*WHAT YOU NEED TO DO*
Copy out all of the entries below without changing a single character.
(begin)
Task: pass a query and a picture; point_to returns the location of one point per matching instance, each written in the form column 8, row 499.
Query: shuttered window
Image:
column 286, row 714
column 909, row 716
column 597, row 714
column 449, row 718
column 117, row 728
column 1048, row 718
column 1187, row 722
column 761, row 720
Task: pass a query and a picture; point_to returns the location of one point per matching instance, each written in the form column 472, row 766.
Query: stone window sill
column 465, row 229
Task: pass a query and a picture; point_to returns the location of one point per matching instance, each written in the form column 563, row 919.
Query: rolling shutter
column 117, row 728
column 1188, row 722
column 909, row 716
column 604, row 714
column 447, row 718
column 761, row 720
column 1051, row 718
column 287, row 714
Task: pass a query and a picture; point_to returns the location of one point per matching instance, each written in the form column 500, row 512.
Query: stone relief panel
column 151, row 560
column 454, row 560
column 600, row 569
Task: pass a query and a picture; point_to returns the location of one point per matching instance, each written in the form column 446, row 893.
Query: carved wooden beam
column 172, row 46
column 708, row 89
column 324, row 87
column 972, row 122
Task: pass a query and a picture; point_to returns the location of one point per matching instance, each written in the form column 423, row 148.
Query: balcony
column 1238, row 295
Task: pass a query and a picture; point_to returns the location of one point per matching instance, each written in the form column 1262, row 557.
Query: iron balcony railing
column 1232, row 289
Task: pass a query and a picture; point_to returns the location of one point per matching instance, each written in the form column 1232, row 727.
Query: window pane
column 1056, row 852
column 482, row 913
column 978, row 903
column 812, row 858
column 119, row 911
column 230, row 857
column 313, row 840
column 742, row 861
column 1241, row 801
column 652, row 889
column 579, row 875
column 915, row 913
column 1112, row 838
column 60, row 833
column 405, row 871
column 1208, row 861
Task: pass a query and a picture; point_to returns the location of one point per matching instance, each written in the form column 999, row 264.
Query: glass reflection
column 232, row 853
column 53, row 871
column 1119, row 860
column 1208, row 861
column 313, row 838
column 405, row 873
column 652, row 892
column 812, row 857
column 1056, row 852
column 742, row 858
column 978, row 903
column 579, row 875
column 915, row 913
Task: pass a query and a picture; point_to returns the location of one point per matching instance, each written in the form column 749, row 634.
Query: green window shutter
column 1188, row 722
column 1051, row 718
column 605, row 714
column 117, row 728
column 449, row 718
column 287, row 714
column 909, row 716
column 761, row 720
(end)
*TASK ANSWER*
Task: pass a query and a picture; point_to returns the location of one point per matching instance, each written in the form column 8, row 499.
Query: shuttered window
Image:
column 286, row 714
column 909, row 716
column 597, row 714
column 449, row 718
column 117, row 728
column 1048, row 718
column 1187, row 722
column 761, row 720
Task: pass a query and a picture; point_to returns the location of one point per matching instance, each written in the form column 472, row 766.
Query: stone window sill
column 465, row 229
Task: pass a query and a picture; point_to returns the location of one point per matching instance, each written in the form column 563, row 919.
Query: rolling shutter
column 117, row 728
column 1188, row 722
column 909, row 716
column 604, row 714
column 447, row 718
column 761, row 720
column 1051, row 718
column 287, row 714
Task: pass a query and a picture; point_to returns the location of one point per matching instance, each written in the form column 500, row 512.
Query: stone relief panel
column 151, row 560
column 454, row 560
column 600, row 569
Task: pass a query and a picture; point_to returns the location of one point per matching instance, each written in the form column 446, row 893.
Query: carved wooden beam
column 172, row 46
column 708, row 89
column 324, row 87
column 972, row 122
Task: pass a query and a picture; point_to returns the location of one point per matching instance, each written in the form column 423, row 148.
Query: balcony
column 1238, row 295
Task: pass a query and a picture; point_to returns the location of one point per matching instance, each written in the form column 1262, row 557.
Query: iron balcony railing
column 1232, row 289
Task: pass a query and a picture; point_to returns the location of one point per matching instance, each written in the form column 1232, row 727.
Query: window pane
column 1056, row 852
column 482, row 913
column 978, row 903
column 812, row 858
column 119, row 911
column 230, row 857
column 313, row 840
column 742, row 861
column 1241, row 801
column 652, row 889
column 579, row 875
column 915, row 913
column 1112, row 838
column 60, row 833
column 405, row 871
column 1208, row 861
Task: pass a query and a picture; point_to returns the location of one point per matching instance, each written in the form column 999, row 264.
Query: glass reflection
column 232, row 853
column 53, row 871
column 1119, row 860
column 1208, row 861
column 313, row 838
column 405, row 873
column 652, row 892
column 812, row 857
column 1056, row 852
column 742, row 858
column 978, row 903
column 579, row 875
column 915, row 913
Task: pass a query and a picture; point_to returns the location of one point per matching instance, each written in the form column 749, row 634.
Query: green window shutter
column 1188, row 722
column 1051, row 718
column 605, row 714
column 117, row 728
column 449, row 718
column 287, row 714
column 909, row 716
column 761, row 720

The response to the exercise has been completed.